[Referring expression data]

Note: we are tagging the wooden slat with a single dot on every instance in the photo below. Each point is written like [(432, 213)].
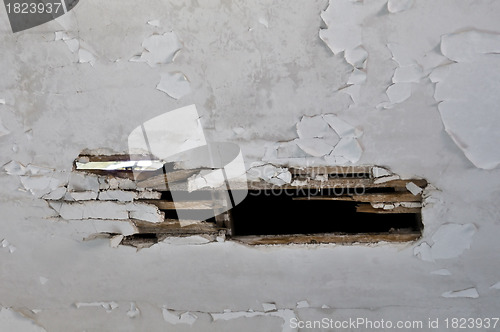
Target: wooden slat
[(367, 208), (373, 198), (172, 226), (328, 238), (183, 205), (162, 180), (340, 170), (115, 157)]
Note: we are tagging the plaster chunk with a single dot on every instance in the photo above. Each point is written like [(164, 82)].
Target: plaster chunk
[(316, 147), (467, 92), (55, 194), (342, 128), (175, 85), (469, 292), (125, 184), (159, 49), (185, 318), (145, 212), (115, 241), (134, 311), (155, 23), (396, 6), (108, 306), (40, 185), (349, 149), (302, 304), (313, 127), (147, 194), (399, 92), (413, 188), (441, 272), (90, 210), (385, 179), (188, 318), (357, 77), (14, 168), (269, 306), (356, 57), (496, 286), (378, 172), (83, 195), (450, 241), (343, 32), (407, 74), (83, 182), (117, 195), (3, 131), (13, 321), (85, 56)]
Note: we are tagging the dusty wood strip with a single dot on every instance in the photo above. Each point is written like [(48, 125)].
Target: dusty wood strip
[(340, 170), (328, 238), (183, 205), (335, 183), (116, 157), (372, 198), (367, 208), (172, 226), (162, 180)]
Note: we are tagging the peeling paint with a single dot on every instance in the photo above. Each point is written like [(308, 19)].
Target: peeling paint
[(108, 306), (441, 272), (13, 321), (396, 6), (175, 85), (450, 241), (468, 293), (470, 121), (159, 49), (285, 314)]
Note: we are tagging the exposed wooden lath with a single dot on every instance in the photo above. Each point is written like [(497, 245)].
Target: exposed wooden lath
[(372, 196)]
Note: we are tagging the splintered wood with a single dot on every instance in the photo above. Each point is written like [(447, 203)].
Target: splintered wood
[(372, 194)]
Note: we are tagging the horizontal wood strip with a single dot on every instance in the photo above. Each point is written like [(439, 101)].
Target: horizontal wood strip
[(340, 170), (367, 208), (162, 180), (183, 205), (373, 198), (172, 226), (328, 238)]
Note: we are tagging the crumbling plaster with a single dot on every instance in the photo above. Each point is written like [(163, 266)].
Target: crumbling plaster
[(254, 70)]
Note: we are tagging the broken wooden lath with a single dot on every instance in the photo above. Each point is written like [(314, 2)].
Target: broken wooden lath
[(367, 193)]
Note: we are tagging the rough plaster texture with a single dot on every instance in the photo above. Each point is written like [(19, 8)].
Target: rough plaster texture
[(254, 68)]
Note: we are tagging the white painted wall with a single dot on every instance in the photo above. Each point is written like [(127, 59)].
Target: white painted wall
[(259, 66)]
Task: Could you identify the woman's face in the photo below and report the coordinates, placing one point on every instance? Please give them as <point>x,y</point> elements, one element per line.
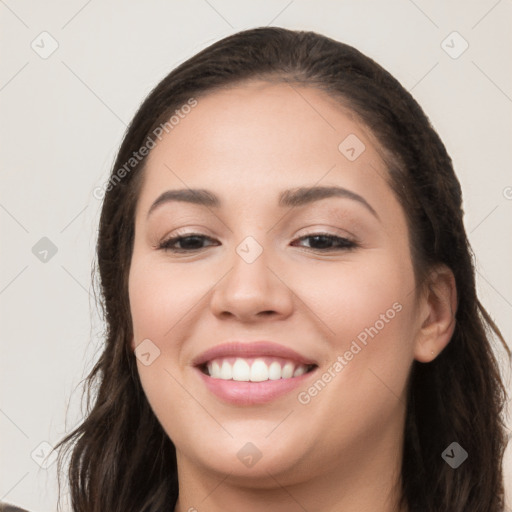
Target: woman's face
<point>258,267</point>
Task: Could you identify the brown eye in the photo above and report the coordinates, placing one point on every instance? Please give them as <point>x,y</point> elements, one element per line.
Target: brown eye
<point>327,242</point>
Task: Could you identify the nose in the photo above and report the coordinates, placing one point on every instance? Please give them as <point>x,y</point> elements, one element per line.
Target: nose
<point>251,291</point>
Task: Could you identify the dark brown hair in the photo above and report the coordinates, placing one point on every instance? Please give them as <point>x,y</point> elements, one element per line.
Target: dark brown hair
<point>123,461</point>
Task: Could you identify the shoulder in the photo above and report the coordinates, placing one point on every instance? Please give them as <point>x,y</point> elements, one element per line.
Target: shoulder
<point>6,507</point>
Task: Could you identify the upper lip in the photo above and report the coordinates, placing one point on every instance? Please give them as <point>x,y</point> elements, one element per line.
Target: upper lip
<point>251,349</point>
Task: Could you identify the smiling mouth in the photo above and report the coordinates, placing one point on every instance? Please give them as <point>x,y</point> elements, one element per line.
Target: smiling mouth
<point>254,369</point>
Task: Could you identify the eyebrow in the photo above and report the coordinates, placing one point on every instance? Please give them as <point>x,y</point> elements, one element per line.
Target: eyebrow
<point>287,198</point>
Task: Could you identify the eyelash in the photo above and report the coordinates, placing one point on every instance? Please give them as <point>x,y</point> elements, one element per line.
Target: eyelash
<point>346,244</point>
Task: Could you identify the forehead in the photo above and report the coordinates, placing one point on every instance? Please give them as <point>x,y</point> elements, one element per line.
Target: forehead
<point>254,139</point>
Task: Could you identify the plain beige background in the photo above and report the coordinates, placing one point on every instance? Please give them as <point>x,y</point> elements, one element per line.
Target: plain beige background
<point>63,115</point>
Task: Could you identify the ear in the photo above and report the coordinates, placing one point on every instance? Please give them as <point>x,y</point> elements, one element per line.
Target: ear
<point>438,305</point>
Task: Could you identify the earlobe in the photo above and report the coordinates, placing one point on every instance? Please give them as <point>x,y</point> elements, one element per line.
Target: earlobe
<point>438,322</point>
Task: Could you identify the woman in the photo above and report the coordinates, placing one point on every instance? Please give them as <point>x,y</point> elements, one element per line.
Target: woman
<point>289,293</point>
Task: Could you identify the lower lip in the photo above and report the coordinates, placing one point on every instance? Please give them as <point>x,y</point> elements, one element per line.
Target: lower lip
<point>252,393</point>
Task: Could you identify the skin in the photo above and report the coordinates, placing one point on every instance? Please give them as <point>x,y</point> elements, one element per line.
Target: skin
<point>342,450</point>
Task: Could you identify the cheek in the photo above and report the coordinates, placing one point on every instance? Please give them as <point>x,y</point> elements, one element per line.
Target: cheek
<point>161,297</point>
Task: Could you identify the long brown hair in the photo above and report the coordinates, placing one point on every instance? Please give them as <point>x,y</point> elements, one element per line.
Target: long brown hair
<point>121,458</point>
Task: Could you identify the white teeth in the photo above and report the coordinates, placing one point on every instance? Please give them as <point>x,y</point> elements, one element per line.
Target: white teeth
<point>254,370</point>
<point>259,371</point>
<point>274,371</point>
<point>226,371</point>
<point>241,370</point>
<point>299,371</point>
<point>287,372</point>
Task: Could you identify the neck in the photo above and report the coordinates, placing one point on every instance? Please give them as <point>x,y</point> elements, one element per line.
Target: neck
<point>365,477</point>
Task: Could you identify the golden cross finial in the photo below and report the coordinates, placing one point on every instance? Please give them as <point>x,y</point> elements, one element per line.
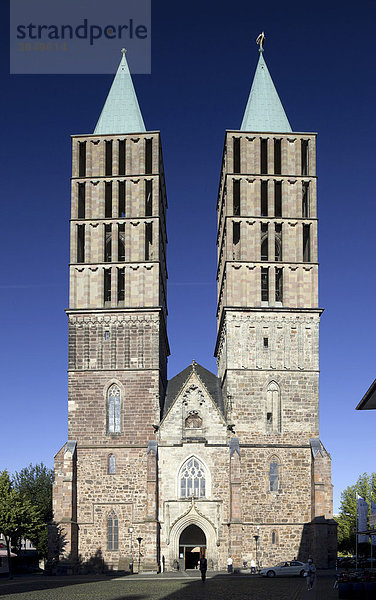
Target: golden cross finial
<point>260,41</point>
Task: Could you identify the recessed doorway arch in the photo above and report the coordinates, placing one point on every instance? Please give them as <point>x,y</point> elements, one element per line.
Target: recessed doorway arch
<point>192,545</point>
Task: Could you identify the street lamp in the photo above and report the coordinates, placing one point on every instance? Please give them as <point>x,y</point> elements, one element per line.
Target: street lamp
<point>139,539</point>
<point>131,561</point>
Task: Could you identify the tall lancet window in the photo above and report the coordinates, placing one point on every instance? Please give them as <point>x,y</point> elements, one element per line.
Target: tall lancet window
<point>111,464</point>
<point>273,476</point>
<point>112,532</point>
<point>113,409</point>
<point>192,479</point>
<point>273,408</point>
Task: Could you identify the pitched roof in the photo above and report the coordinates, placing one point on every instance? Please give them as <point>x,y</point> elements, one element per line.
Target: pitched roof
<point>210,381</point>
<point>264,110</point>
<point>368,402</point>
<point>121,112</point>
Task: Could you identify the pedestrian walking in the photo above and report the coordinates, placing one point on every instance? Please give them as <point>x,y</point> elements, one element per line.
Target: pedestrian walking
<point>229,565</point>
<point>253,567</point>
<point>203,568</point>
<point>310,573</point>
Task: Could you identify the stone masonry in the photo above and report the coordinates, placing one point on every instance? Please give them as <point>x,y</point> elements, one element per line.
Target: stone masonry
<point>155,472</point>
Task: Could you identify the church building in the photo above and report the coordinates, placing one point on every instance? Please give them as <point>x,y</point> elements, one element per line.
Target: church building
<point>157,471</point>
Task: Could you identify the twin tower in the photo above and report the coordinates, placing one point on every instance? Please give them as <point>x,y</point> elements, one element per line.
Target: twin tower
<point>157,472</point>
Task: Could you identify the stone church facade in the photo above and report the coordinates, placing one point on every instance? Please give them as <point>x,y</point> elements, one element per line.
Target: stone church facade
<point>156,471</point>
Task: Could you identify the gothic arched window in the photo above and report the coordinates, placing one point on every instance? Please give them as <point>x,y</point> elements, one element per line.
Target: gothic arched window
<point>113,409</point>
<point>112,532</point>
<point>193,421</point>
<point>273,408</point>
<point>111,464</point>
<point>273,476</point>
<point>192,479</point>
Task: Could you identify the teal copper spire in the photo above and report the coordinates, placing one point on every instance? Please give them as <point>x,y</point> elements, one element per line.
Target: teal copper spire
<point>264,110</point>
<point>121,112</point>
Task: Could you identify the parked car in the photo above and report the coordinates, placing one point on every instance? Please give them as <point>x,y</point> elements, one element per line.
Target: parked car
<point>286,568</point>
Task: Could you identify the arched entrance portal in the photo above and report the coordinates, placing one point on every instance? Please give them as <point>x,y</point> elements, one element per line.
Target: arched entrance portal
<point>192,543</point>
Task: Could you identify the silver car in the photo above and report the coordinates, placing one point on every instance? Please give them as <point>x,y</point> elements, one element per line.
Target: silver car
<point>286,568</point>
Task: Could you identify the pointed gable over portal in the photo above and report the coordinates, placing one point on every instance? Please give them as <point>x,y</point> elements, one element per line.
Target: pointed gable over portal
<point>121,112</point>
<point>264,110</point>
<point>177,384</point>
<point>193,409</point>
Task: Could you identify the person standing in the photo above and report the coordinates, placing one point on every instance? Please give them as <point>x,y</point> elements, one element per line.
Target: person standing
<point>310,573</point>
<point>253,567</point>
<point>203,568</point>
<point>229,565</point>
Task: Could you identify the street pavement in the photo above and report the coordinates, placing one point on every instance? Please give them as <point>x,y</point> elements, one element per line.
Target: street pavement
<point>168,586</point>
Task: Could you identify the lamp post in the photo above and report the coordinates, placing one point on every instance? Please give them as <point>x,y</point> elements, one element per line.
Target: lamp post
<point>139,539</point>
<point>131,561</point>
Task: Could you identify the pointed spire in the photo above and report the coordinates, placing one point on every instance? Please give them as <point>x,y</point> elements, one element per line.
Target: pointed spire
<point>121,112</point>
<point>264,110</point>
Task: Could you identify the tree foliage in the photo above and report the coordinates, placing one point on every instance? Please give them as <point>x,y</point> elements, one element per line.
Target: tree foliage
<point>34,484</point>
<point>19,517</point>
<point>366,488</point>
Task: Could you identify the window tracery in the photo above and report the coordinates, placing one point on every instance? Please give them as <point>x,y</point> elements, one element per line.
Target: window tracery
<point>193,421</point>
<point>112,532</point>
<point>111,464</point>
<point>113,404</point>
<point>192,479</point>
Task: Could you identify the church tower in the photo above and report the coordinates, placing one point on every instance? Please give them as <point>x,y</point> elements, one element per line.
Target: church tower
<point>105,476</point>
<point>268,330</point>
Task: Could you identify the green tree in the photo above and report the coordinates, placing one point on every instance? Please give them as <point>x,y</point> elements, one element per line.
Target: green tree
<point>18,516</point>
<point>34,483</point>
<point>366,488</point>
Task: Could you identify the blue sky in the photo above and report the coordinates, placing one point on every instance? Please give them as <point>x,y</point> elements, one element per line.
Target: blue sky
<point>321,57</point>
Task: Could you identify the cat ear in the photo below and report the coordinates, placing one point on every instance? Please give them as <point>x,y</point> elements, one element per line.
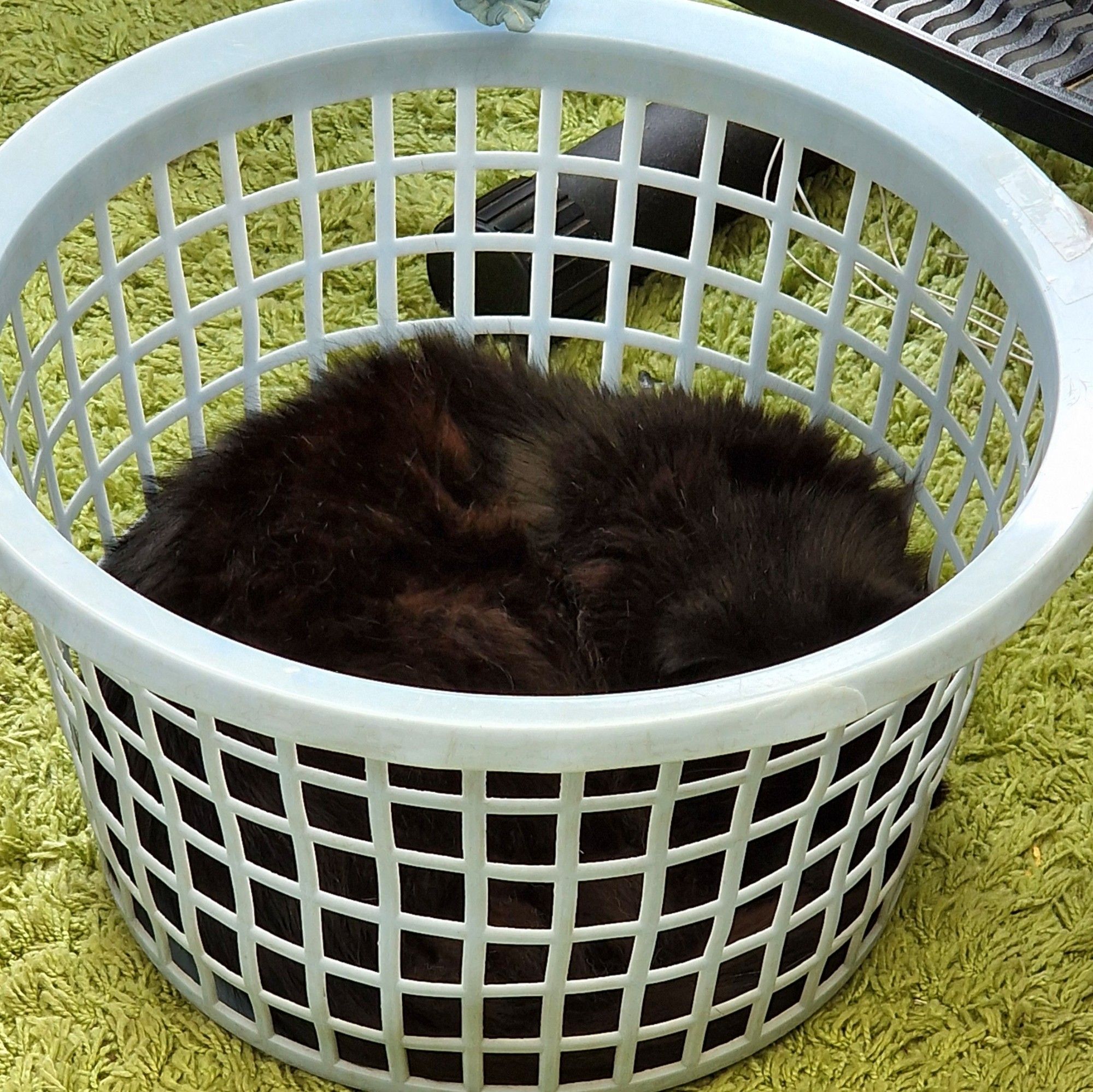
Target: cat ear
<point>596,577</point>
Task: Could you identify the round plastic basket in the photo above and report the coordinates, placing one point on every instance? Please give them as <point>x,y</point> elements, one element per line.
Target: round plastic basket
<point>1006,536</point>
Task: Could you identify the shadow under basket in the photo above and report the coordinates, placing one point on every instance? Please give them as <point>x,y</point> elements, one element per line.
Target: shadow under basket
<point>385,886</point>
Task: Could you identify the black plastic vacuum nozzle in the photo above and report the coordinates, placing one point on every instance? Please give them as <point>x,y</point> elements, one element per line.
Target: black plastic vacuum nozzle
<point>674,142</point>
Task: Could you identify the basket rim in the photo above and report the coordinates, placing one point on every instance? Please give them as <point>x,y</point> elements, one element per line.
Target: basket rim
<point>992,598</point>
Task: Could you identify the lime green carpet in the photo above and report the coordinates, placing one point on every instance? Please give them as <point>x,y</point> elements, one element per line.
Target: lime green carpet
<point>985,978</point>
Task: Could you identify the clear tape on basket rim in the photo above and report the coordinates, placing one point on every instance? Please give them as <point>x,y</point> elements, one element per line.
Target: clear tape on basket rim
<point>685,46</point>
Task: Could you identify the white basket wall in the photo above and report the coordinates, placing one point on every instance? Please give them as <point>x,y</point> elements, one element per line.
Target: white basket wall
<point>797,898</point>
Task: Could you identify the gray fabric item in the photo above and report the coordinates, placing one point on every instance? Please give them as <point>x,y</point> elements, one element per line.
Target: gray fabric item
<point>516,15</point>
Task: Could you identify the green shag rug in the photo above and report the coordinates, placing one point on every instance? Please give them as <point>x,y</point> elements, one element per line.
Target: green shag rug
<point>984,979</point>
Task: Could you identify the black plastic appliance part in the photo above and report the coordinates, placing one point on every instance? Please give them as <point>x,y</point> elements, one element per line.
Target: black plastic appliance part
<point>673,140</point>
<point>1027,65</point>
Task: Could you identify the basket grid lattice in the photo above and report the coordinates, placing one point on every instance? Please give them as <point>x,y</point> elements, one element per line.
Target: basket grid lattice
<point>371,1019</point>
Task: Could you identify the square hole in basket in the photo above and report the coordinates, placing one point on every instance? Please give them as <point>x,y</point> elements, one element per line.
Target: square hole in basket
<point>122,855</point>
<point>166,900</point>
<point>809,271</point>
<point>253,739</point>
<point>657,302</point>
<point>355,1002</point>
<point>210,877</point>
<point>908,425</point>
<point>415,293</point>
<point>93,338</point>
<point>659,207</point>
<point>422,201</point>
<point>668,1001</point>
<point>275,238</point>
<point>425,122</point>
<point>180,746</point>
<point>656,1053</point>
<point>683,944</point>
<point>283,977</point>
<point>580,1066</point>
<point>437,1066</point>
<point>133,218</point>
<point>147,299</point>
<point>521,840</point>
<point>970,531</point>
<point>78,255</point>
<point>340,813</point>
<point>68,463</point>
<point>432,1017</point>
<point>967,395</point>
<point>727,322</point>
<point>512,1070</point>
<point>37,307</point>
<point>794,350</point>
<point>944,475</point>
<point>108,418</point>
<point>361,1052</point>
<point>943,271</point>
<point>694,883</point>
<point>268,849</point>
<point>348,215</point>
<point>53,385</point>
<point>853,905</point>
<point>335,762</point>
<point>871,307</point>
<point>1017,370</point>
<point>785,999</point>
<point>600,783</point>
<point>601,959</point>
<point>592,1014</point>
<point>431,959</point>
<point>160,379</point>
<point>432,894</point>
<point>738,976</point>
<point>700,770</point>
<point>608,901</point>
<point>219,942</point>
<point>349,875</point>
<point>182,959</point>
<point>856,383</point>
<point>350,941</point>
<point>698,818</point>
<point>508,120</point>
<point>253,784</point>
<point>511,964</point>
<point>585,114</point>
<point>612,836</point>
<point>836,961</point>
<point>208,265</point>
<point>139,913</point>
<point>512,1017</point>
<point>802,944</point>
<point>267,155</point>
<point>521,906</point>
<point>295,1029</point>
<point>449,782</point>
<point>744,248</point>
<point>428,830</point>
<point>108,789</point>
<point>997,447</point>
<point>277,913</point>
<point>220,361</point>
<point>196,183</point>
<point>343,134</point>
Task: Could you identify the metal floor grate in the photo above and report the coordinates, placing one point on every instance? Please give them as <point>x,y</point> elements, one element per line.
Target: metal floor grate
<point>1025,64</point>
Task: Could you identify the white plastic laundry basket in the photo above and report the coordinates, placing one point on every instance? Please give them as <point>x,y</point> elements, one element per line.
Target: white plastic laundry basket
<point>1033,523</point>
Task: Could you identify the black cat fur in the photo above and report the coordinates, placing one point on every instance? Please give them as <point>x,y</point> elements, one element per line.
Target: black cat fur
<point>433,516</point>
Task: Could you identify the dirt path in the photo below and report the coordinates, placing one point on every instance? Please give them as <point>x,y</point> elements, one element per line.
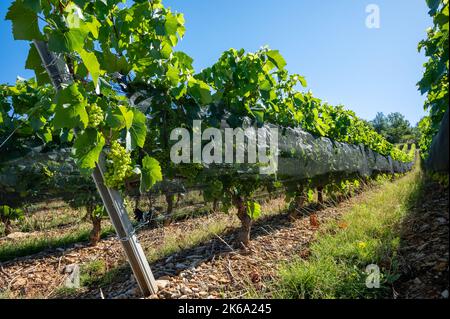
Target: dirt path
<point>216,270</point>
<point>424,251</point>
<point>209,269</point>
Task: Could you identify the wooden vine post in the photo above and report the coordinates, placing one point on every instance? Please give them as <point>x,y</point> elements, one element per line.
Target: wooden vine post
<point>112,199</point>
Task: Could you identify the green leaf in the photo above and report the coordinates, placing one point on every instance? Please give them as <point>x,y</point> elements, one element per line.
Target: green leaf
<point>150,173</point>
<point>34,62</point>
<point>70,108</point>
<point>34,5</point>
<point>171,24</point>
<point>45,135</point>
<point>199,91</point>
<point>433,5</point>
<point>70,41</point>
<point>91,63</point>
<point>24,22</point>
<point>87,148</point>
<point>119,118</point>
<point>138,129</point>
<point>172,75</point>
<point>111,63</point>
<point>276,58</point>
<point>253,210</point>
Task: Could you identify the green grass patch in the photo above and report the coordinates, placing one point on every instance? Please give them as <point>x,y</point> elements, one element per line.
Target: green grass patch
<point>369,233</point>
<point>30,246</point>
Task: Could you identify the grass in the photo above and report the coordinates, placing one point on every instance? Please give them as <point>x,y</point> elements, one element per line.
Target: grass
<point>367,234</point>
<point>29,246</point>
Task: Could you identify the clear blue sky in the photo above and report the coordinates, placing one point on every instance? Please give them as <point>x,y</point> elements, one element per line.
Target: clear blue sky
<point>327,41</point>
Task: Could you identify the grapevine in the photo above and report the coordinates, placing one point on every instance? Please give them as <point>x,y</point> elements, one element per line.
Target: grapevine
<point>95,114</point>
<point>118,165</point>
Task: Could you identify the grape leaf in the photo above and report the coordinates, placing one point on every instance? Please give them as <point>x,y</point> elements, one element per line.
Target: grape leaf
<point>70,108</point>
<point>199,91</point>
<point>91,63</point>
<point>24,22</point>
<point>119,118</point>
<point>87,148</point>
<point>276,58</point>
<point>138,129</point>
<point>150,173</point>
<point>253,210</point>
<point>34,62</point>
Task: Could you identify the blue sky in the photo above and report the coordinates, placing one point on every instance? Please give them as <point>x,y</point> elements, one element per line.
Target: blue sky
<point>327,41</point>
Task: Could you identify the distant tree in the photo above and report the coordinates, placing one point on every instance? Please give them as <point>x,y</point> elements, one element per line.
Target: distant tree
<point>399,129</point>
<point>379,123</point>
<point>394,127</point>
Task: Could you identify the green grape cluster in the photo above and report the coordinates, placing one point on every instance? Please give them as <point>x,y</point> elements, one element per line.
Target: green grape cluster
<point>95,114</point>
<point>118,165</point>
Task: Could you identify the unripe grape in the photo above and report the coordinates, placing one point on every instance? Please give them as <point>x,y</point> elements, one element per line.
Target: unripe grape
<point>95,114</point>
<point>118,166</point>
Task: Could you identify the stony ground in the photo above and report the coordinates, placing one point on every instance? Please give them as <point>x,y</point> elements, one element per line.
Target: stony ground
<point>213,268</point>
<point>424,251</point>
<point>210,269</point>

— ABOUT THIS TASK —
After locating the line holding "Target: distant tree" above, output exactly that line and every line after it through the line holding "Task: Could you identify the green grape". Include nothing else.

— WRITTEN ANSWER —
Target: distant tree
<point>399,129</point>
<point>379,123</point>
<point>394,127</point>
Task: Could you identify the green grape cluster in the photo above and report the coordinates, placing one point on every instance? Please give them as <point>x,y</point> elements, one element per line.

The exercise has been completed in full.